Set of tasks
(a) List the ages given for the children in the blog post about Wikki Stix and the book on why people die.
(b) Continue the blog post about Wikki Stix and the book on why people die from the point where it stops.

Text section
*** Begin section ***

Wikki Stix

My kids think wikki stix are some of the funnest things ever. I think they are a bit expensive considering how quickly they can be used up, but I splurge once in awhile. And when Homeschool Buyers Co-op had a really good deal on them awhile back, I ordered. If you’ve never got any wikki stix for your child, you should try it once. I have to admit, that even I have fun trying to create with them.

My daughter won the prize in our family for the best creation of late. I can hardly believe that she got wikki stix to do this.

Wikki Stixs Flowers

Wikki Stixs Flowers

Margie Asks Why?

This last summer, I decided it was time to read the book Margie Asks, Why Do People Have to Die? to my children. I had read it to them four years ago, but everybody is four years older now and would understand it in a different way.

This is the best book that I have ever read for understanding why bad things happen to good/Christian people. That is a very difficult concept for adults, let alone children. It is the story of how some young children that were attending a Christian school lost their mother to cancer. A young friend of the children tries to grapple with why God allowed the young mother of her friends to die and leave them motherless. The girl with all the questions, Margie, has an aunt who takes the time to review how sin entered the universe, and then sets out to explain why God has to allow bad things to happen to good people sometimes. I highly recommend this book for everybody. I am an adult, and was very blessed by it. My children, ages 5, 8 and 11 were as well. The book was written for children, but I’d recommend it to adults too who have struggled with that question as many of us have at one time or other.

As you can imagine, the subject was one that was very pertinent to our family. You see my children had been praying for years and years, “Please, help Uncle Ben get better.” I knew time was getting shorter for my brother, unless a miracle happened, so I decided that we would read this book, because I was hoping that they would have a chance to think about these things before their Uncle Ben passed away. Unfortunately, we had just started the book when he passed away. We went ahead and finished the book. It had a lot more meaning after the fact then it seemed to before the fact.

I am very sad to have recently discovered that it is currently out of print. (The link, I gave above, is for used copies from Amazon.) I hope that it will get reprinted. However there is a New, Easy English version in print, that can be purchased new.

*** End section ***

Data section

*** Begin section ***

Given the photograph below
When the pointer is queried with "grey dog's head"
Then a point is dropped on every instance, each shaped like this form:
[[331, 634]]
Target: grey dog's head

*** End section ***

Answers to each task
(a) 5, 8, 11

(b)
When we read this book a few years ago, we were doing it as part of the God, Creation and Me Kindergarten program. At that time, we made a little model of what it sounded like God’s throne looked like. So after we finished the book, this time, we pulled it out and set it up. Here is a a picture of it, all set up. If you’re curious how we made it. We got all the stuff from a craft store. The pillars were from the cake decorating isle. The bases were from the wood working isle. The cloud is pillow stuffing. The stars were from the gift wrap isle. And I printed the rainbow on the printer. The people are from some old Bible story illustrations.

Model Throne of God

This is the throne redesigned by G’tums to be what he thought David’s throne must have looked like.

Model Throne of David

Native American Crafts

We spent a long time studying about Native Americans. JD Boy wanted to learn about all of the Indians. Whew! That would take a life time, but we briefly covered all of the tribes that we could find at our library.

In this post, I’m just going to share pictures of the crafts that the kids made for this unit. They had lots of fun with these crafts. Crafts and hands-on-activities really do help to make learning more fun, even though sometimes you wonder what to do with them afterwards. (That’s why I’m posting these pictures on my blog, so that I can get rid of some of them!!)

They each made a clay pot. Aren’t they pretty?

Clay Pot by Zippy (age 10)

Clay Pot by Zippy (age 10)

Indian Clay Pot by Gtums (age 4)

Indian Clay Pot by JD Boy (age 7)

Indian Clay Pot by JD Boy (age 7)

They each made a Talking Stick that we got out of the Early American History Kit from Hands and Hearts.

Talking Stick

They also worked together to build these Indian villages that they cut out of books by Dover Publications.

Pacific Northwest Indian Lodge

Pueblo House

Indian Village

Our two favorite books that we read about Indians were Spotted Boy and the Comanches and Swift Arrow. They were books that I had kept around from my childhood. These boys of mine have lived those stories over and over. They built forts and Indian villages in the brush behind our house and constructed, I don’t know how many, bow and arrow sets out of sticks. They definitely either wish that they could be Indians or could be kidnapped by Indians so they could escape. Either way, they would be thrilled with the adventure. Well, at least as long as it was pretend.